**Selected excerpt**
Content starts

A communication expert, Professor Chris Ogbondah has urged cell phone manufacturers to ensure proper labelling to sensitise users on side effects of their products.
He stated this on Friday at the 24th International Conference/Annual General Meeting of the African Council for Communication Education (ACCE), Nigeria chapter held at the Kaduna Polytechnic, Kaduna.
The theme of the conference is: “Communication, freedom, governance and regulations in digital era; issues, challenges and options”.
Ogbondah, a professor of Journalism, University of Northern Iowa, United States, said the measure was imperative to educate users on associated health risks of cell phones.
“Just like Tobacco, GSM makers and vendors should be complelled to put out warning messages on packages that the use of GSM can be harmful.
“Regulators must mount public enlightenment campaigns on safer ways to use GSM,” he said.
The manufacturers, he said, should focus onpsychological and health effects in spite its numerous benefits of digital media to the society,
The don identified some of the side effects to include the diversion of interest from books to internet and smartphones thereby undermining physical interpersonal interactions.

Content ends

**Assignment 1**
Decide whether each statement (a), (b) and (c) agrees with the report on cell phone warnings, answering yes or no and quoting the words of the report that settle it. (a) The conference took place at Kaduna Polytechnic. (b) Ogbondah teaches journalism at a university in Nigeria. (c) Ogbondah said regulators should run public enlightenment campaigns.
**Assignment 2**
Proceed with the report on cell phone warnings, picking up right after its final sentence.

Stored data entries

Content starts

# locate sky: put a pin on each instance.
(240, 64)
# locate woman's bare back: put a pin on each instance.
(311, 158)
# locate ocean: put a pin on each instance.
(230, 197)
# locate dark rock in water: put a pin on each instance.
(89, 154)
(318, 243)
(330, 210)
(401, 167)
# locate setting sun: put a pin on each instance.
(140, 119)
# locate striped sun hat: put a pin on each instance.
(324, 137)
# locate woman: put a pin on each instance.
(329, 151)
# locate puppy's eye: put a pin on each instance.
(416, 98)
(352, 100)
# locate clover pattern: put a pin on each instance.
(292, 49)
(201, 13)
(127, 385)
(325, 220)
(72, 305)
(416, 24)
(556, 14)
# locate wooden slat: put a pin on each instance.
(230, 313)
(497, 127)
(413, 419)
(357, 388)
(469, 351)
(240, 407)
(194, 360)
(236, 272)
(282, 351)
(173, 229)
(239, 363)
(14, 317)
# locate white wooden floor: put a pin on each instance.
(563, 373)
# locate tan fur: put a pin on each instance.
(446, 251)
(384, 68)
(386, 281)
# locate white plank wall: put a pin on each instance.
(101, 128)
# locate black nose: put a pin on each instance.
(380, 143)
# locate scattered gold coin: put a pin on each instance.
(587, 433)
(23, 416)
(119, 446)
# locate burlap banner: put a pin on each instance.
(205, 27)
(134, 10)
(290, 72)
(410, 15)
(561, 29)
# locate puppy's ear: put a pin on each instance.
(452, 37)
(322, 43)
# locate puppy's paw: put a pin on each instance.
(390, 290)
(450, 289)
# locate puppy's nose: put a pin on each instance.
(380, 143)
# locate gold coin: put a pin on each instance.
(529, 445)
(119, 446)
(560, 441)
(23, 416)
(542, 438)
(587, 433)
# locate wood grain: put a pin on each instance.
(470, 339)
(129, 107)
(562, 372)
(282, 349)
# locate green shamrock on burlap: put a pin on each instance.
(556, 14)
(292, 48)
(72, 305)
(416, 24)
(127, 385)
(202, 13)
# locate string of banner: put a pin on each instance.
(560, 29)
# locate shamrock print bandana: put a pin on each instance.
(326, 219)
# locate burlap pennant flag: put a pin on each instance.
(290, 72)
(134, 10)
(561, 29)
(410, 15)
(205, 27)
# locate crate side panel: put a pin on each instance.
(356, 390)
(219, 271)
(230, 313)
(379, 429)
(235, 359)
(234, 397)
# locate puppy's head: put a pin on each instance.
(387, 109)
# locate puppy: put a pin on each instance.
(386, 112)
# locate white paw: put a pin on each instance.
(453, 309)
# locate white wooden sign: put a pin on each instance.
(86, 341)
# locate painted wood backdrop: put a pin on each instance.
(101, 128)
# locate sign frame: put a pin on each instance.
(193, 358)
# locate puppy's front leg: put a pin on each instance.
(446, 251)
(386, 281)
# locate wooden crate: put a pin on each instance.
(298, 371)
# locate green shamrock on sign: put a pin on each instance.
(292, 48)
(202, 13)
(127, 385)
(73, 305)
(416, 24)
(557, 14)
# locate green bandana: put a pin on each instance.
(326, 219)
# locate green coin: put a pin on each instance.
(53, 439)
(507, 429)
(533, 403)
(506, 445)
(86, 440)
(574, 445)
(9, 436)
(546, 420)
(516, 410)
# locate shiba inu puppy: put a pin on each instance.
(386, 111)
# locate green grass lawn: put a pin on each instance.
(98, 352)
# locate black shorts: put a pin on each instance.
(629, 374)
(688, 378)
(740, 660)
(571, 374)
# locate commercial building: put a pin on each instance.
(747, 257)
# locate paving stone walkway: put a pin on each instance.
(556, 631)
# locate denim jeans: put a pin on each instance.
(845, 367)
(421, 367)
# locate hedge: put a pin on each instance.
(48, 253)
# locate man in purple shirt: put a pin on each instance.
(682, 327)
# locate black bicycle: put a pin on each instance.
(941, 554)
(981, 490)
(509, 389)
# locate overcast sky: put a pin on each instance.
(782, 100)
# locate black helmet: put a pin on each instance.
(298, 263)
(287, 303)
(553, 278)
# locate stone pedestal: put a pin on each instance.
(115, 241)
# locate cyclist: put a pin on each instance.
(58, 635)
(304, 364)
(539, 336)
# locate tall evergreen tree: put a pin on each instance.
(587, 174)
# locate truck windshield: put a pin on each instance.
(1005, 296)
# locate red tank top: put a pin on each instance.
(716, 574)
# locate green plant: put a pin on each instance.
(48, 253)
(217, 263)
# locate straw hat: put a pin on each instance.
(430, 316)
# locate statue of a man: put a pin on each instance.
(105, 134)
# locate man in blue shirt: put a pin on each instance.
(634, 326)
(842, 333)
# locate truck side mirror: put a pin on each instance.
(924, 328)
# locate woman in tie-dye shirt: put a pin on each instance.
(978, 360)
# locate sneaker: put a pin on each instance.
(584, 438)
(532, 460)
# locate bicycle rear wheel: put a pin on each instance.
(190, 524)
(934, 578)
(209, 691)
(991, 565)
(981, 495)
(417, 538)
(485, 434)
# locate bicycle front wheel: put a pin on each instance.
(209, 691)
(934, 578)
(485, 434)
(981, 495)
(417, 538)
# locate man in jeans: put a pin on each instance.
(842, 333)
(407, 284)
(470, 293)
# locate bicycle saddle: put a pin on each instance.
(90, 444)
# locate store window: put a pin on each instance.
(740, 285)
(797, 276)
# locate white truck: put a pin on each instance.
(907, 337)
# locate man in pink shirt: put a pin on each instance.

Content ends

**Answer area 1**
(a) Yes: "held at the Kaduna Polytechnic, Kaduna"
(b) No: "a professor of Journalism, University of Northern Iowa, United States"
(c) Yes: "Regulators must mount public enlightenment campaigns on safer ways to use GSM"

**Answer area 2**
“GSM-based stations in neighborhoods causes radiation exposure which results to health challenges such as fatigue, dizziness, cancer, among others”.
Earlier, the ACCE president, Prof. Abdullahi Sani-Bashir said theme of the conference foresighted the advent of numerous digital media that changed the communication landscape.
“You see breaking news by an individuals on social media challenging conventional journalism,” he said, adding that peddlers of fake news and misinformation were utilising digital platforms to share information.
He said the conference would enable the participants to discuss and analyse on ways to approach issues of regulation in the society.
“It will also advise stakeholders on how to regulate digital media in a way that would not contradict social values and developmental need”.
The conference has in attendance lecturers, researchers, practitioners and students drawn from various institutions.